*Work to be completed:*
Wherever a line in the records below contains "clicks", copy that line.

────────────────

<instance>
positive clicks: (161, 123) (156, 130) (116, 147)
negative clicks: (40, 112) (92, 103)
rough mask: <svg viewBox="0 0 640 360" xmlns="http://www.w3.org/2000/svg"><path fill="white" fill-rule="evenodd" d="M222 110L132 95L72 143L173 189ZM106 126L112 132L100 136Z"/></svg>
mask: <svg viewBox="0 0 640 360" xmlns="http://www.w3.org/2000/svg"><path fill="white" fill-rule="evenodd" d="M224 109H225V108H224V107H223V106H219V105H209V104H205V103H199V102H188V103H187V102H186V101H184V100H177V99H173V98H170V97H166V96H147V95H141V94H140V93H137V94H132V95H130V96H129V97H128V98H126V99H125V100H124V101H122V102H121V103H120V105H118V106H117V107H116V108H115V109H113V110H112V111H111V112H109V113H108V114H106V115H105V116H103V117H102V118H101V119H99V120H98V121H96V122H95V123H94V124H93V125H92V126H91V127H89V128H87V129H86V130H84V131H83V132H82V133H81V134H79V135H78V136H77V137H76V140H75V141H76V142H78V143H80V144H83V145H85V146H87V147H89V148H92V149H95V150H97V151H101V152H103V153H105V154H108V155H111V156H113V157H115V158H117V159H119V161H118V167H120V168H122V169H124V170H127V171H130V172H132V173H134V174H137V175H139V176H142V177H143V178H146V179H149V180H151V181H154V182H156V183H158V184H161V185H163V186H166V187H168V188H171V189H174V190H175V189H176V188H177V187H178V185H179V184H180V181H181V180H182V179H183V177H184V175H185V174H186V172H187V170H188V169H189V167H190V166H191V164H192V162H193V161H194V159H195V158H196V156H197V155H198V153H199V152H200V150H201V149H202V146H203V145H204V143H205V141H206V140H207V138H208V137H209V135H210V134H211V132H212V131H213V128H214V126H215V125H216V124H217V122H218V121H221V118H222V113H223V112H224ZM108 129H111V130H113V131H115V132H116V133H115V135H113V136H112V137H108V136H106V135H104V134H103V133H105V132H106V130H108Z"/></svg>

────────────────

*Solution:*
positive clicks: (161, 123) (156, 130) (116, 147)
negative clicks: (40, 112) (92, 103)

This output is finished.